Using the records below, repeat exactly the lines from the one holding "For every instance of the purple" through the one holding "For every instance of the drooping", both ends included, and no others.

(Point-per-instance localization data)
—————

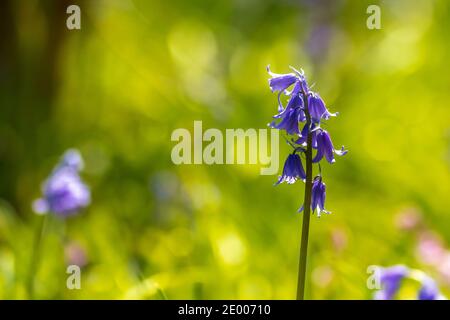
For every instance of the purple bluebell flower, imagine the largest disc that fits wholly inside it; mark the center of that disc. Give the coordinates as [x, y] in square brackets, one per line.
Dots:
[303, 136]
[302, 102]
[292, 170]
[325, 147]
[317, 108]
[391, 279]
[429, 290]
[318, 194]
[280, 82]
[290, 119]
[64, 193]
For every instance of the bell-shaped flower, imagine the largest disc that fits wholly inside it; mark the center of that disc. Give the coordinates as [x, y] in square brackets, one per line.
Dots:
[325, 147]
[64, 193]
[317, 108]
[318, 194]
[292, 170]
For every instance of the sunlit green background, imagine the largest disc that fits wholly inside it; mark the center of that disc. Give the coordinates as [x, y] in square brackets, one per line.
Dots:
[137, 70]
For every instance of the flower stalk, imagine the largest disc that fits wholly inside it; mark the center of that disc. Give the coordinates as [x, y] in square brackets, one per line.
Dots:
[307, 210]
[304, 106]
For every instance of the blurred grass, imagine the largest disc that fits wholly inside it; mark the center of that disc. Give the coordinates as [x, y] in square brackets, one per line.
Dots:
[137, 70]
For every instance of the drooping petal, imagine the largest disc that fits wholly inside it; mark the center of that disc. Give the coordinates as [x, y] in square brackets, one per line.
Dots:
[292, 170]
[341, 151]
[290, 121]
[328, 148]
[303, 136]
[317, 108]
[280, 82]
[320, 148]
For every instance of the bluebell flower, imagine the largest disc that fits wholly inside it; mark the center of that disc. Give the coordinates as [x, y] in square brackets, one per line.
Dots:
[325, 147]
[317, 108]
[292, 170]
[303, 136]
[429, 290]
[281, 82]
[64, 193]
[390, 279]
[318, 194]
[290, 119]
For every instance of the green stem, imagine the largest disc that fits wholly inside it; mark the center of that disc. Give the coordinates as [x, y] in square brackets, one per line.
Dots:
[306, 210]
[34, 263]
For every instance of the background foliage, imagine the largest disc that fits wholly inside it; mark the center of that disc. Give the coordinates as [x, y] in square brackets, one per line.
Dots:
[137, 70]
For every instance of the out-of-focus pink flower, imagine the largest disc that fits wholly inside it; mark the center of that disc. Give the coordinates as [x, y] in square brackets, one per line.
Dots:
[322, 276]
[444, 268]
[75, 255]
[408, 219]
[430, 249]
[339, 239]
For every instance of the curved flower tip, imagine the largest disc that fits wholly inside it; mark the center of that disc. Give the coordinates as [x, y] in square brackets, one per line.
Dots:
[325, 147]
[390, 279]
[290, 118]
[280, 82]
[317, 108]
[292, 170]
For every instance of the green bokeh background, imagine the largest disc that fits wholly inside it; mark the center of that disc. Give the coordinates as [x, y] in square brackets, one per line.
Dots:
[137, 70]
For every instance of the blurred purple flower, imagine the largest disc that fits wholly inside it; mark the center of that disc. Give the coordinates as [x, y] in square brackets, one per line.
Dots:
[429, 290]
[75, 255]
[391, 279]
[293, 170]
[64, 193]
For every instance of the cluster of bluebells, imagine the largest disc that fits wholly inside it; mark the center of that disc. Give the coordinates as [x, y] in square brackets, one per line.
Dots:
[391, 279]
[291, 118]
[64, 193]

—————

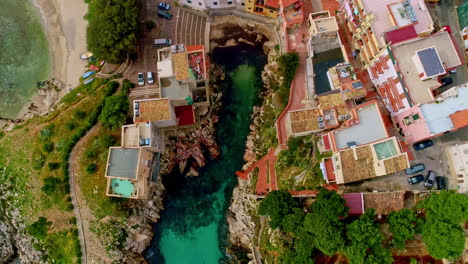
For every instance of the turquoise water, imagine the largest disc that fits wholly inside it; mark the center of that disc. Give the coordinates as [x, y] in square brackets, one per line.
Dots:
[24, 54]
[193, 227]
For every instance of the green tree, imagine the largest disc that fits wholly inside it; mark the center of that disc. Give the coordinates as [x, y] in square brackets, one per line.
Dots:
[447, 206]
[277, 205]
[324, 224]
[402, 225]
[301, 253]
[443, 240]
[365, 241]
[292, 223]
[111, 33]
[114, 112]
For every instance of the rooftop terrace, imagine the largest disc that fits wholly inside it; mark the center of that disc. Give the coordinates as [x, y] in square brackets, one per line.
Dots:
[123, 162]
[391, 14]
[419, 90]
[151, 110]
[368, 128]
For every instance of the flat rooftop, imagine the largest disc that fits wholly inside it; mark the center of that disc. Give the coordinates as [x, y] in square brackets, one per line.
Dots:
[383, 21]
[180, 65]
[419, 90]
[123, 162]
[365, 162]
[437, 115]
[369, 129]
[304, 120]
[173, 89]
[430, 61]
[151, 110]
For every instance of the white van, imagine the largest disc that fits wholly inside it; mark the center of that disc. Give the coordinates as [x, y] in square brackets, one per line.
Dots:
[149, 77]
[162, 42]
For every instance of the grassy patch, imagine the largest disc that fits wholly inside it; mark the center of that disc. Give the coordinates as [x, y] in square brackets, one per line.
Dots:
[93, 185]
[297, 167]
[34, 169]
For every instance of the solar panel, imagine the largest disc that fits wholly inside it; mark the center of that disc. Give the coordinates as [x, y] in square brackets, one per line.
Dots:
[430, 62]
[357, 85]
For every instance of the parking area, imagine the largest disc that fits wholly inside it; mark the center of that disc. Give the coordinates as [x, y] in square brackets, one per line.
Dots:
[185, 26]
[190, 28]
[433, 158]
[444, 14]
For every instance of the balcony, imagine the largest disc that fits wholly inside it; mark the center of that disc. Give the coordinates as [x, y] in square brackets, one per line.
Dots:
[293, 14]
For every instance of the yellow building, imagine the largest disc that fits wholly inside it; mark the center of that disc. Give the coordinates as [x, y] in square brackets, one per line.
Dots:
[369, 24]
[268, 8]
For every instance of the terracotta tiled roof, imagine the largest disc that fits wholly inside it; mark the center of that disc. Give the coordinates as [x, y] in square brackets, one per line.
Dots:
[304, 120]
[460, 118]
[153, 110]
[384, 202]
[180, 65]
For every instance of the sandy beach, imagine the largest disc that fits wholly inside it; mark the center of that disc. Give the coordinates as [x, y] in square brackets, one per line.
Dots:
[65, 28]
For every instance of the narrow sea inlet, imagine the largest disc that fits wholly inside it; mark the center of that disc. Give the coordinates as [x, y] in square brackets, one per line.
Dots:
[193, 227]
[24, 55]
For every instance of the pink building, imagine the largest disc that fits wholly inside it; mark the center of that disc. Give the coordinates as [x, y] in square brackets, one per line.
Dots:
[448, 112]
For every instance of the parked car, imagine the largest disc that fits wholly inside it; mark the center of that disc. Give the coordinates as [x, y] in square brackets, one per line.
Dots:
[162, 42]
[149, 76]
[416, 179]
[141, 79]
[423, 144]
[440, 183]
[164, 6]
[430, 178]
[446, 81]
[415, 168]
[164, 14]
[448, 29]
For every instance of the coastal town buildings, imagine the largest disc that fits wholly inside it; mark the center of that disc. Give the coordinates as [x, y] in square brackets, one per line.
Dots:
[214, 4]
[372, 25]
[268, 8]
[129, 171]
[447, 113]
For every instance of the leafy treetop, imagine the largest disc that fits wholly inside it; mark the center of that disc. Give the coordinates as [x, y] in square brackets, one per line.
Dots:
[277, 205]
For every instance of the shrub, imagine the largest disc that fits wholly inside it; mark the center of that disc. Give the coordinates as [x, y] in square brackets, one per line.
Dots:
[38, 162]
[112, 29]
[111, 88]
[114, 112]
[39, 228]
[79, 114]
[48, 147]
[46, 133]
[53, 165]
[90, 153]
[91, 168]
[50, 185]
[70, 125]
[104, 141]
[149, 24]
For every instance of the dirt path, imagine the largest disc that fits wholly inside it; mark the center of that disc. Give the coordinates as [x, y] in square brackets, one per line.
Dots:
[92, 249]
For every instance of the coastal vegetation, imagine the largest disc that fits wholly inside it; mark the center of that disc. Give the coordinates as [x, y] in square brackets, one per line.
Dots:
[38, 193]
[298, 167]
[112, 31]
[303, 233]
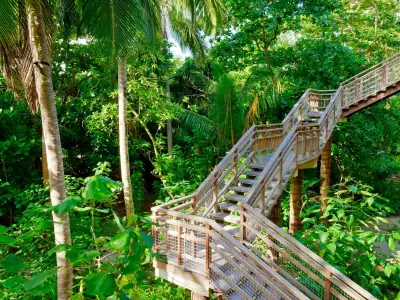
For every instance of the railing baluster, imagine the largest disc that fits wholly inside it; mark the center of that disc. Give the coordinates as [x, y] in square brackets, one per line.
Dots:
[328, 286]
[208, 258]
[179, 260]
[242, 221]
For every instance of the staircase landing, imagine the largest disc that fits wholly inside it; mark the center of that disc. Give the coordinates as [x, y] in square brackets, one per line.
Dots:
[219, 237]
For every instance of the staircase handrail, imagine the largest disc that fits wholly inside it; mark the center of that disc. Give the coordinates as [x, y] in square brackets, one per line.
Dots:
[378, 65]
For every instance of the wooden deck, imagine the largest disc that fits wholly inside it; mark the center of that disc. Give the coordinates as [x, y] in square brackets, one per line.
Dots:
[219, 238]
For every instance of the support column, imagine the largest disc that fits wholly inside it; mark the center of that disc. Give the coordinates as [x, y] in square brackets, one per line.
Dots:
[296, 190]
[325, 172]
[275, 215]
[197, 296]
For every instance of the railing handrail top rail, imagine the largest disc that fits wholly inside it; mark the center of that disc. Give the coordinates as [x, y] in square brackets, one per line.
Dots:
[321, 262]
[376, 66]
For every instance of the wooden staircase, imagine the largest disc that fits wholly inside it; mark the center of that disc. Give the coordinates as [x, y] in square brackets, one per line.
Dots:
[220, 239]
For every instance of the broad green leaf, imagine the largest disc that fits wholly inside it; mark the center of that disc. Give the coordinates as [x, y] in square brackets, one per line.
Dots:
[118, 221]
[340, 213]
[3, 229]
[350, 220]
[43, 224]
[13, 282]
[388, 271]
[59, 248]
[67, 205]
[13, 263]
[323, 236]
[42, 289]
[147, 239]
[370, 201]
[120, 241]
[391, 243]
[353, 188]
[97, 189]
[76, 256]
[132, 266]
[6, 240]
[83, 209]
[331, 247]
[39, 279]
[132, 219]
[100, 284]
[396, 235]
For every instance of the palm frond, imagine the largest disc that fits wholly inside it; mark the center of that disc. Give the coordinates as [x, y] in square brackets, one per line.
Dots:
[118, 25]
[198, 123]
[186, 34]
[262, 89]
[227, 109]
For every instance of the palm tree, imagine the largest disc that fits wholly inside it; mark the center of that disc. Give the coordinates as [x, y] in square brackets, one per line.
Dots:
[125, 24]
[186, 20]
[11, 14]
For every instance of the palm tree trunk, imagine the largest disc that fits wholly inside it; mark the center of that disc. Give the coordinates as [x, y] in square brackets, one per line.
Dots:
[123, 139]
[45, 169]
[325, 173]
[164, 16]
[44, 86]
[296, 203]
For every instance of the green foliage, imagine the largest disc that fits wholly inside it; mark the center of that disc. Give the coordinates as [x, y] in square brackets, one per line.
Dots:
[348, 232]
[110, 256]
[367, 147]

—————

(Answer below)
For every instance of the purple bluebell flower, imagine the largest disc that fits wholly inside it; mark the center of that disc. Give the coordinates as [x, y] in square brackets, one per line.
Dots:
[303, 136]
[302, 102]
[292, 170]
[325, 147]
[317, 108]
[391, 279]
[429, 290]
[318, 194]
[280, 82]
[290, 119]
[64, 193]
For every instance of the bell-shaped flower, imagine the largest disc that fits wholly inside it; mark the center of that disc. Give the coordinates as [x, y] in square brackets, one per line.
Dots:
[325, 147]
[64, 193]
[317, 108]
[318, 194]
[292, 170]
For every instance of the sunlit green background, imagine the largest disc that fits wholly inside it; mark the center of that disc. Give the coordinates as [x, y] in square brackets, one per line.
Dots:
[137, 70]
For every instance of the flower stalk, imagine the largest disc that fits wholly inside it; mark the center of that disc. Give the coordinates as [x, y] in square brackets, one per line.
Dots:
[307, 210]
[304, 106]
For every instance of the blurred grass, imagine the largest disc that fits wholly inside it; mark the center of that disc. Give the coordinates as [x, y] in square brackets, one per line.
Dots:
[137, 70]
For every instance of the drooping petal, imagine the largest disc that fits wholly inside it; mark the center of that disc. Give the coordinates as [x, y] in square brackets, one per line.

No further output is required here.